** WRITTEN EXERCISE A **
Find every line in the entries that contains the word "hair", matching case, and copy each of those lines.

** EXCERPT PROVIDED **
# # # # # # #

After raising the issue of the low resolution problem of the timer provided by clock()
in Resolution Problems in clock()
, I’ve ended the post by mentioning to two more functions that should provide high-resolution timers suitable for profiling code. In this post I will discuss one of them, clock_gettime()
.
The clock_gettime()
provides access to several useful timers with the resolution of nanoseconds. First, the prototype for the function is as follows:
int clock_gettime(clockid_t clk_id, struct timespect *tp);
The clk_id
allows us to select a specific clock from the several
offered by the system, which includes:
-
CLOCK_REALTIME
, a system-wide realtime clock. -
CLOCK_PROCESS_CPUTIME_ID
, high-resolution timer provided by the CPU for each process. -
CLOCK_THREAD_CPUTIME_ID
, high-resolution timer provided by the CPU for each of the threads.
Usually, there are more clocks provided, but I find these three the most useful as they allow to get the execution time spent in the system level, process level and the thread level.
The current clock time, for the chosen clock is stored int the struct provided by the *tp
pointer. The timespec
struct is defined as follows:
struct timespec {
time_t tv_sec; /* seconds */
long tv_nsec; /* nanoseconds */
};
To time the processing time some function took, one should call clock_gettime()
twice. Once before the function call and once right after it and subtract the returned timings to get the actual runtime.
Getting the difference between two timespec structs isn’t very complicated and can be acheived using the function diff()
defined bellow:
timespec diff(timespec start, timespec end)
{
timespec temp;
if ((end.tv_nsec-start.tv_nsec)<0) {
temp.tv_sec = end.tv_sec-start.tv_sec-1;
temp.tv_nsec = 1000000000+end.tv_nsec-start.tv_nsec;
} else {
temp.tv_sec = end.tv_sec-start.tv_sec;
temp.tv_nsec = end.tv_nsec-start.tv_nsec;
}
return temp;
}
Now let’s move to some real example:
#include <iostream>
#include <time.h>
using namespace std;
timespec diff(timespec start, timespec end);
int main()

# # # # # # #

** WRITTEN EXERCISE B **
For each of these statements, answer yes or no according to the post on clock_gettime(), and quote the exact words of the post that settle it: (i) clock_gettime() gives access to timers with nanosecond resolution. (ii) To time a function, clock_gettime() should be called only once. (iii) CLOCK_THREAD_CPUTIME_ID is a system-wide realtime clock.

Location identification items
# # # # # # #

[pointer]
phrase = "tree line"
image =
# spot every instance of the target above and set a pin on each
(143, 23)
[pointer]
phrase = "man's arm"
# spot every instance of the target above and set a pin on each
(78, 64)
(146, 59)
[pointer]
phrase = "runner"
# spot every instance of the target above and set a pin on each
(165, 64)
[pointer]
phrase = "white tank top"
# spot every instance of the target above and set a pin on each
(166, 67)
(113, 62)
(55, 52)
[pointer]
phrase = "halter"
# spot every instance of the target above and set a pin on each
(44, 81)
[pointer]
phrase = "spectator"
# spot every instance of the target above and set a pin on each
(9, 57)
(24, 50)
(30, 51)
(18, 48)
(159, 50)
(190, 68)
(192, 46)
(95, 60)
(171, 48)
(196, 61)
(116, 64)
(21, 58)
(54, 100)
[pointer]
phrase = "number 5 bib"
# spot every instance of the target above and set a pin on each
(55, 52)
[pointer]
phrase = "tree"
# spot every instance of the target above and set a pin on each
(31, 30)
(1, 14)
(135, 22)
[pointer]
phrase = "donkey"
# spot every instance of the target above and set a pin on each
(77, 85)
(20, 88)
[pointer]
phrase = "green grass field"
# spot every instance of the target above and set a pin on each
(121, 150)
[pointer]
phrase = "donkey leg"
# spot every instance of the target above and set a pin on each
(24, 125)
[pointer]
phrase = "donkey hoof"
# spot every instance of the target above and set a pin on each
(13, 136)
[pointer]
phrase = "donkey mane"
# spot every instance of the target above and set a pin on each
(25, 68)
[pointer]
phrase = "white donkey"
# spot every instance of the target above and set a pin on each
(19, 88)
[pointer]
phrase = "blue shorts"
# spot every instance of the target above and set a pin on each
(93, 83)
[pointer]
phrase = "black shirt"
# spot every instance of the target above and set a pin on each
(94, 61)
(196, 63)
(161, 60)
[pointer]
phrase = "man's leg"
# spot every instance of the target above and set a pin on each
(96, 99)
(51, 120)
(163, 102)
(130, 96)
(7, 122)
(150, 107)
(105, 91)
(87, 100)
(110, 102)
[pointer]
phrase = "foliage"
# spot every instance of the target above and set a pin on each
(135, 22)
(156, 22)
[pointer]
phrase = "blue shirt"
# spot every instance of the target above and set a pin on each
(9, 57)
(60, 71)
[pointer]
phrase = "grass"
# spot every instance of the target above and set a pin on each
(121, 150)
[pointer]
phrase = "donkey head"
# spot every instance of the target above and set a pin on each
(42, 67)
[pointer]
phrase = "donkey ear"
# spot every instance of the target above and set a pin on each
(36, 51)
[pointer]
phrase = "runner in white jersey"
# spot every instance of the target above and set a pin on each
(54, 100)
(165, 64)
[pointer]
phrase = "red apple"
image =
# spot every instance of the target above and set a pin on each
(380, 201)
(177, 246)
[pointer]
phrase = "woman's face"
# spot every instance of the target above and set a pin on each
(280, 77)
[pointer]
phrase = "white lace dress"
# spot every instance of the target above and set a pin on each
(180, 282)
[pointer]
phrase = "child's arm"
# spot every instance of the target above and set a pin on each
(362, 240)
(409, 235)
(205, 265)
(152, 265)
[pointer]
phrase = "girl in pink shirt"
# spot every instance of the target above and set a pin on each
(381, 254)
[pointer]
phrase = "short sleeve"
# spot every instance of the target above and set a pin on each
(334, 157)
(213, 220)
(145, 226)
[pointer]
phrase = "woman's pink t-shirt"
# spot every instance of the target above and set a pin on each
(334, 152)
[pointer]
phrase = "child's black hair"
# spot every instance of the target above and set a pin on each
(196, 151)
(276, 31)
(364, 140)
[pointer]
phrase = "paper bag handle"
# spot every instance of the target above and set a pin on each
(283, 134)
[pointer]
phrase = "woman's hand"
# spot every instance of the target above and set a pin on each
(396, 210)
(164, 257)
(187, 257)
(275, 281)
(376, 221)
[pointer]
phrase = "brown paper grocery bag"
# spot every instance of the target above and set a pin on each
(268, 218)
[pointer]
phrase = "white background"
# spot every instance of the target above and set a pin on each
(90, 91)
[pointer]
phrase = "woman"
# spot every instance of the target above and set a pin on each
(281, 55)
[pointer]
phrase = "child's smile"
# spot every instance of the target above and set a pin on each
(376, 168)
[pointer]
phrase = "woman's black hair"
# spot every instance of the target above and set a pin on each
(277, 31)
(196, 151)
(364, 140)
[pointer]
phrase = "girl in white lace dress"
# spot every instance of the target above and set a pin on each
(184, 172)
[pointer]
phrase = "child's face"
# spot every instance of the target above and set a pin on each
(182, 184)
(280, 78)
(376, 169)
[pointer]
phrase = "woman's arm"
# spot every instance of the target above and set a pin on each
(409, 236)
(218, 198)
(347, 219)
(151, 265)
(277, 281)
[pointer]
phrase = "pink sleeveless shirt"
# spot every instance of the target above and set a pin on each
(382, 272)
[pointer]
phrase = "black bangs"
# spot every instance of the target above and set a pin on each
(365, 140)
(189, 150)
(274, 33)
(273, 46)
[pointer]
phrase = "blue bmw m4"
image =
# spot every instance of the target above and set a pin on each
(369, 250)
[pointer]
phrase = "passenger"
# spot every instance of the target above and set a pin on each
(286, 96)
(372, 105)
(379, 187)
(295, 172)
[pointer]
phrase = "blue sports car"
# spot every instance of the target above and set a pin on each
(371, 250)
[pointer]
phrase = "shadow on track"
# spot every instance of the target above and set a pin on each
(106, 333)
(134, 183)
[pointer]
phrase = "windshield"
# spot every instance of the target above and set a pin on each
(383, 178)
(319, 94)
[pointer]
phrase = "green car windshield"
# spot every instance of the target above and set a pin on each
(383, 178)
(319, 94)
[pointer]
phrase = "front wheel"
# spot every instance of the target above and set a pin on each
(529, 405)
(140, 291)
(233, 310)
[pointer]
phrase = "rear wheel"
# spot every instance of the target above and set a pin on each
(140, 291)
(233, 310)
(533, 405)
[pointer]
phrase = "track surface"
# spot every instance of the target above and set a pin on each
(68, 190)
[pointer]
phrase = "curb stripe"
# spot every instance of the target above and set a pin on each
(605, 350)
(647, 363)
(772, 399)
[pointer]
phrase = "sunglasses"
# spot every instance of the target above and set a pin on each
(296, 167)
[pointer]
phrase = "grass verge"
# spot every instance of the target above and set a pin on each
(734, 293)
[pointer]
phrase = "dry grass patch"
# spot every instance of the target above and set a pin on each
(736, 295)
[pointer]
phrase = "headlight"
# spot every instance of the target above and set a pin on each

# # # # # # #

** FINAL ANSWER A **
phrase = "child's black hair"
phrase = "woman's black hair"

** FINAL ANSWER B **
(i) Yes: "provides access to several useful timers with the resolution of nanoseconds"
(ii) No: "one should call clock_gettime() twice"
(iii) No: "high-resolution timer provided by the CPU for each of the threads"